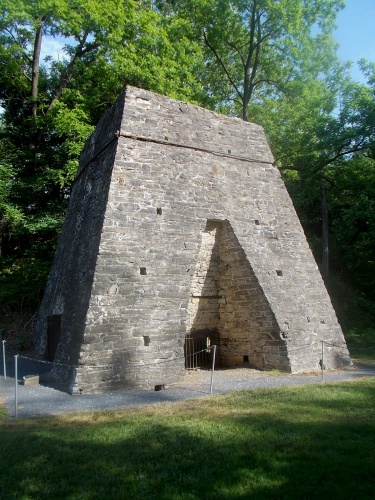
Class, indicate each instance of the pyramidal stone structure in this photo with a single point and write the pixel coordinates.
(179, 226)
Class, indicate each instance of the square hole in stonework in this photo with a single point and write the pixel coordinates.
(146, 340)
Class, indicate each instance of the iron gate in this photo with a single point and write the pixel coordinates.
(197, 353)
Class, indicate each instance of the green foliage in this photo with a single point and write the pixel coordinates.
(301, 442)
(52, 103)
(274, 63)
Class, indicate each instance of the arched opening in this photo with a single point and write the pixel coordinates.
(228, 306)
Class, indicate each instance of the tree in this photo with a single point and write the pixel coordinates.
(52, 102)
(255, 48)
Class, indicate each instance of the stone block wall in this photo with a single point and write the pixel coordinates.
(178, 224)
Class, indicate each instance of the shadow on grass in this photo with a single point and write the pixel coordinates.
(265, 444)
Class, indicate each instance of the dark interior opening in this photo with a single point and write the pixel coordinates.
(53, 335)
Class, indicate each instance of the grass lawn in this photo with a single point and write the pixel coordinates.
(296, 443)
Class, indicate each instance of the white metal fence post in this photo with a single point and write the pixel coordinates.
(4, 361)
(213, 367)
(16, 385)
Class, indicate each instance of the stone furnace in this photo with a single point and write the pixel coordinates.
(179, 225)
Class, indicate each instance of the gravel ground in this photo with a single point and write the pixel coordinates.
(47, 399)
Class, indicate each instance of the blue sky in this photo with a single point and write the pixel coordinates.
(356, 33)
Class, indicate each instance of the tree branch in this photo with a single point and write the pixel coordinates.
(66, 76)
(219, 60)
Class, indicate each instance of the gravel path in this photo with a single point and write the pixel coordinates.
(47, 399)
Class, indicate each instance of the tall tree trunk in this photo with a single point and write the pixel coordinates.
(325, 257)
(35, 67)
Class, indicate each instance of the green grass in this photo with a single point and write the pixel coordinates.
(295, 443)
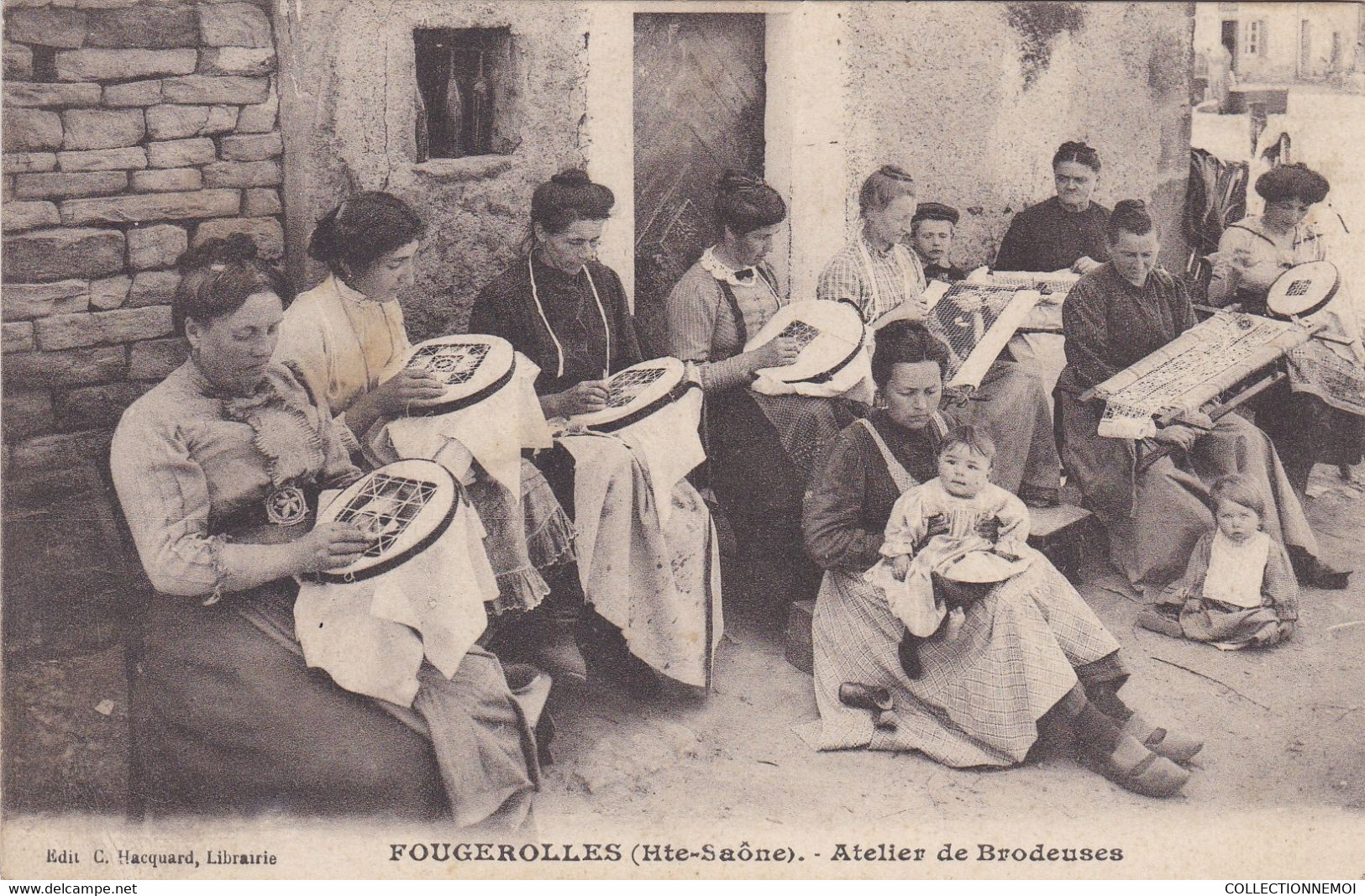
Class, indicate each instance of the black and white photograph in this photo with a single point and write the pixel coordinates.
(462, 439)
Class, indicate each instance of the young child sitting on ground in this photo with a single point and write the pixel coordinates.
(1238, 588)
(957, 517)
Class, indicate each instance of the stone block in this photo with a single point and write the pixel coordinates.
(25, 413)
(161, 207)
(29, 216)
(25, 163)
(70, 185)
(213, 89)
(261, 202)
(134, 93)
(50, 94)
(251, 148)
(167, 179)
(175, 122)
(181, 153)
(102, 128)
(109, 293)
(260, 118)
(17, 337)
(18, 60)
(111, 65)
(242, 174)
(63, 253)
(238, 60)
(156, 246)
(119, 159)
(234, 25)
(265, 232)
(29, 130)
(153, 288)
(59, 450)
(24, 301)
(96, 406)
(152, 25)
(156, 358)
(96, 327)
(47, 26)
(60, 369)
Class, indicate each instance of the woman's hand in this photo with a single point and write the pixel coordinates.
(901, 566)
(329, 546)
(393, 397)
(774, 354)
(585, 397)
(1179, 437)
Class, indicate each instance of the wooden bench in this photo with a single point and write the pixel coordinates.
(1061, 535)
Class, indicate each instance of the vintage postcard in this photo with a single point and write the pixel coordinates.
(580, 438)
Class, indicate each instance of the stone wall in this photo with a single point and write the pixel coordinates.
(131, 131)
(349, 120)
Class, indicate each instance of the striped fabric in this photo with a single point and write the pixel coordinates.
(897, 275)
(980, 696)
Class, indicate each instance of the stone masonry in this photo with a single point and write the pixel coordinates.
(133, 130)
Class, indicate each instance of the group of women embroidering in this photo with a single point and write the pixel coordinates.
(591, 553)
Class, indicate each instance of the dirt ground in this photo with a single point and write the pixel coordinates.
(1284, 729)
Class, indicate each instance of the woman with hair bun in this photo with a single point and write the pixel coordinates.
(1114, 317)
(349, 333)
(716, 307)
(568, 314)
(218, 469)
(1065, 232)
(1251, 257)
(882, 277)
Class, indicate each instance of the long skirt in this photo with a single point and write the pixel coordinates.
(1153, 518)
(228, 719)
(1013, 406)
(982, 694)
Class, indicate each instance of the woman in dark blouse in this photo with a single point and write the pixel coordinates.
(1065, 232)
(1028, 647)
(560, 306)
(1114, 317)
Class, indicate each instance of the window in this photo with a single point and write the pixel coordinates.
(463, 92)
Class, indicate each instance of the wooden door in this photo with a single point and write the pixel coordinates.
(699, 100)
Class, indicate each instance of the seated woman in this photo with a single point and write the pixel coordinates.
(349, 332)
(1251, 257)
(1028, 647)
(218, 471)
(1117, 315)
(568, 312)
(879, 275)
(1065, 232)
(760, 449)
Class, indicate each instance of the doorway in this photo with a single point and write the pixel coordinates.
(699, 109)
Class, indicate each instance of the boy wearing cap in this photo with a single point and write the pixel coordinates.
(932, 232)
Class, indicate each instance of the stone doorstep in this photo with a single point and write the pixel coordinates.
(1052, 528)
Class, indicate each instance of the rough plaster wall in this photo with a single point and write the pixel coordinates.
(941, 89)
(349, 112)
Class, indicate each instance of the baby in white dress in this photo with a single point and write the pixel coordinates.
(937, 524)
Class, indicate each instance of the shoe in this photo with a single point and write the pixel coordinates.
(1159, 622)
(1137, 769)
(1173, 745)
(866, 697)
- - - -
| WHAT NEEDS TO BE DONE |
Hand back the data above exactly, leaving out all pictures.

| RESULT OF THIS TASK |
Class, indicate each instance of the pyramidal stone structure in this photo with a single point and write the pixel coordinates.
(179, 226)
Class, indicate each instance of the square hole in stonework in this photo with a single point and write the pixel coordinates.
(146, 340)
Class, indicate each instance of the iron gate in this photo with a single point and write the pixel coordinates.
(197, 353)
Class, indicate each instance of the green foliage in this photo with a single point and write the pixel coordinates.
(301, 442)
(52, 103)
(274, 63)
Class, indicate each instance of the arched opening in this photo with a single point and write the pixel coordinates.
(228, 306)
Class, indicate each instance of the tree in this photo with a single point and write the pixel coordinates.
(52, 102)
(255, 48)
Class, indicate each instance of the stone block wall in this photo with a single point and write the pixel coordinates.
(178, 224)
Class, indicate each instance of the shadow on grass in this photo with a single point and write the pixel coordinates.
(265, 444)
Class, indicate each instance of the dark interior opening in this photo with a single point and write the pixel coordinates.
(53, 335)
Class, indicate each instance of the grass lawn in this photo with a single point and write the pixel coordinates.
(296, 443)
Class, indicate each instance of the white metal fence post in this photo with a single point and write the pixel coordinates.
(4, 361)
(213, 367)
(16, 385)
Class, indicate each instance of the stone furnace in this photo with a single point and write the pixel coordinates.
(179, 225)
Class, indicate each instance of the gravel ground in this photo with a single point and write the pixel coordinates.
(47, 399)
Class, indicate each instance of the blue sky in this photo with a single point and write the pixel coordinates.
(356, 33)
Class, indicate each instance of the tree branch in this photo with a single point and write the pixel coordinates.
(66, 76)
(219, 60)
Class, indicate each instance of the gravel path in this photo with a single point and write the pixel coordinates.
(47, 399)
Class, indicate each instance of the tall tree trunk in this photo with a single point and write the pixel coordinates.
(325, 257)
(35, 67)
Class, indicate each instance of the green grass in this photo with a single point and write the pixel coordinates.
(295, 443)
Class, indicate each instance of the black and white photograph in this photo with a single point and write the pixel coordinates.
(462, 439)
Class, indicate each instance of the young child sitting on ground in this photo with a single point and write the pixel coordinates.
(1238, 588)
(957, 517)
Class, indicate each instance of the stone block in this photo with a single point and write the pixel coordinates.
(25, 413)
(161, 207)
(29, 216)
(25, 163)
(70, 185)
(213, 89)
(261, 202)
(134, 93)
(50, 94)
(251, 148)
(167, 179)
(175, 122)
(181, 153)
(102, 128)
(109, 293)
(260, 118)
(17, 337)
(18, 60)
(111, 65)
(242, 174)
(63, 253)
(238, 60)
(156, 246)
(119, 159)
(234, 25)
(265, 232)
(29, 130)
(153, 288)
(59, 450)
(24, 301)
(96, 406)
(152, 25)
(156, 358)
(96, 327)
(47, 26)
(60, 369)
Class, indicate each instance of the woman's hand in this photo with a single point and write the pixel coordinates.
(901, 566)
(329, 546)
(393, 397)
(774, 354)
(585, 397)
(1179, 437)
Class, indicate each instance of the wooden bench in this photo with a single point and write the pixel coordinates.
(1061, 535)
Class, indicate each instance of the vintage postcard in this photo with a single point and write the pixel coordinates.
(580, 438)
Class, indicate each instance of the stone wall in this photo with a single point and write the pixel coordinates.
(131, 131)
(349, 120)
Class, indicate each instance of the striped fabric in this photo with a single point and write the pixel coordinates.
(897, 275)
(980, 696)
Class, indicate each instance of the stone masonry in this photo with a single point and write the pixel coordinates.
(133, 130)
Class, indicate each instance of the group of women embroidering in this photo with a single point and write the pixel coordinates.
(591, 553)
Class, indicate each instance of the dirt ground in this photo with a single point and write the pixel coordinates.
(1284, 729)
Class, indicate each instance of the woman with hair bun in this photo with a single point and write the pixel coordinates.
(1114, 317)
(349, 333)
(716, 307)
(568, 314)
(218, 469)
(1065, 232)
(1251, 257)
(882, 277)
Class, indicate each instance of the long skirt in this photo with a single point and write the pixel coordinates.
(1153, 518)
(228, 719)
(1013, 406)
(982, 694)
Class, indicate each instance of the woman in dark blouse in this photo with a single point and write the pixel coordinates.
(1065, 232)
(1028, 647)
(560, 306)
(1114, 317)
Class, indicate each instance of the window in this photo with a single point and write the pixel coordinates.
(463, 92)
Class, indicate each instance of the wooden door in this photo with a single point and write the pixel coordinates.
(699, 100)
Class, indicate each instance of the seated woman in this photo with a single point and write the pixel coordinates.
(349, 332)
(1251, 257)
(1028, 647)
(218, 471)
(1117, 315)
(568, 312)
(879, 275)
(1065, 232)
(760, 449)
Class, indicate each instance of the doorway in this photo with a single point and write the pixel coordinates.
(699, 109)
Class, indicate each instance of the boy wearing cap in this photo with a single point and write the pixel coordinates.
(932, 232)
Class, indicate each instance of the stone doorstep in this photo with a single point and write the pixel coordinates.
(1052, 528)
Class, indicate each instance of the rough plaster wall in this photo with a single point and write the pixel coordinates.
(941, 89)
(349, 112)
Class, indicate each instance of the baby in white dress in this photo with a single point and write the pixel coordinates.
(937, 524)
Class, indicate each instance of the shoe in this photo with a single point and write the pixel coordinates.
(1159, 622)
(1137, 769)
(1173, 745)
(866, 697)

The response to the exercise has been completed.